*Source excerpt*.
<<<<
June 3, 2008

Please Help Africa

Filed under: This fallen world, Walking the walk, Whatever — admin @ 6:08 am

I’ve found a wonderful and easy way to help the people of Africa. Purchase this Africa t shirt for $20, and you will be feeding one refugee child for a year! I’ve seriously been thinking a LOT lately about how good we have it, and how wealthy our country is. If $20 can feed a child for a year, woah! We blow that without a thought in a day. You can buy one here. You can also read more and sign a pledge to live in such a way that your simple efforts help the world’s most unfortunate. Hey, we really are all in this together. I could have been born an aids orphan in Africa just as easily as I was born into a middle class American family. We’ve got it so good. We need to help end severe poverty in the world. And it feels really good to help! If you do order a shirt, keep in mind that they run a bit small!

March 28, 2008

A crucial 4 letter word

Filed under: This fallen world, Walking the walk, Whatever — admin @ 7:41 pm

The letters are huge, hanging in gold on my den wall.  It is the most important thing, counselors are taught, that they can give to their clients.  It keeps dying men and women fighting for their lives in dire circumstances.
>>>>
*Stated exercise 1*.
Summarize the blog excerpt in two sentences.
*Stated exercise 2*.
Return the portion of the blog excerpt between "A crucial 4" and "in dire circumstances.", inclusive.
*Stated exercise 3*.
Continue the blog excerpt's post about the four-letter word, starting after its final sentence.
The items after this point come from an unrelated source.

*Extracted records*.
<<<<
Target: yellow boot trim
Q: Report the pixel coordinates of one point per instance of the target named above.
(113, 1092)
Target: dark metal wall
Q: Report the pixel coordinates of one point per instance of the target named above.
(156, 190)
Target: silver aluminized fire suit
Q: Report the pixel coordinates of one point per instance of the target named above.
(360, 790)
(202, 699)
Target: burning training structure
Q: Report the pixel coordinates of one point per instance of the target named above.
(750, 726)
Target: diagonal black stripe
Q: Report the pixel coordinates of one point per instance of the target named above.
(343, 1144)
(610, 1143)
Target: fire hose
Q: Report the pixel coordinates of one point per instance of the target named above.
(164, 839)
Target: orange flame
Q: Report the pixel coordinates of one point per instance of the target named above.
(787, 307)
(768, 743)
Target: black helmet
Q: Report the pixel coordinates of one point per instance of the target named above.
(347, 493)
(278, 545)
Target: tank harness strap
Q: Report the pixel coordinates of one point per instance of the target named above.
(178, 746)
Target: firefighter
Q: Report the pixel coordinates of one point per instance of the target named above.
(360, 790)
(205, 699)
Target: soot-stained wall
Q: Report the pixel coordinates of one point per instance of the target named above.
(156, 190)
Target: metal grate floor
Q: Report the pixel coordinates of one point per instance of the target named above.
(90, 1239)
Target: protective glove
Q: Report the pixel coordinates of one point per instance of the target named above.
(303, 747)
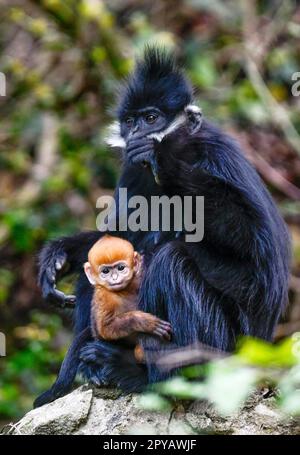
>>>>
*Exercise output 1*.
The June 3, 2008 post urges readers to buy a $20 Africa t-shirt, saying each purchase feeds one refugee child for a year, and invites them to sign a pledge to help end severe poverty. The March 28, 2008 post begins describing a four-letter word hanging in gold letters on the writer's den wall, which counselors are taught is the most important thing they can give their clients.

*Exercise output 2*.
A crucial 4 letter word

Filed under: This fallen world, Walking the walk, Whatever — admin @ 7:41 pm

The letters are huge, hanging in gold on my den wall.  It is the most important thing, counselors are taught, that they can give to their clients.  It keeps dying men and women fighting for their lives in dire circumstances.

*Exercise output 3*.
In Shawshank Redemption the main character, who is imprisoned wrongly for the murder of his wife, fights against giving in to it, when his friend contradicts him,  “Hope is a good thing, one of the best things in life.”

Here is what Emily Dickinson says about hope:

Hope is the thing with feathers on it that perches in the soul and sings the tune without the words and never stops at all,

And sweetest in the gale is heard and sore must be the storm that could abash that little bird that kept so many warm.

I’ve heard it in the chillest lands and on the strangest sea; yet, never, in extremity, it asked a crumb of me.

 So, what is hope anyway?  What keeps people hoping against all hope?  And what causes us to desire to close our heart against the pain that dashed hope can bring?

Proverbs says,  Hope deferred makes the heart sick, but a longing fulfilled is a tree of life. 

Part of being human, I think, is the delicate dance between our inability to live without longing and hope, and at the same time, our yearning to protect ourselves from dashed hope.  We all know the feeling of disappointment, a sinking pit in the stomach, tears that won’t stop, the desire to just give in and go to sleep.  Why bother anyway?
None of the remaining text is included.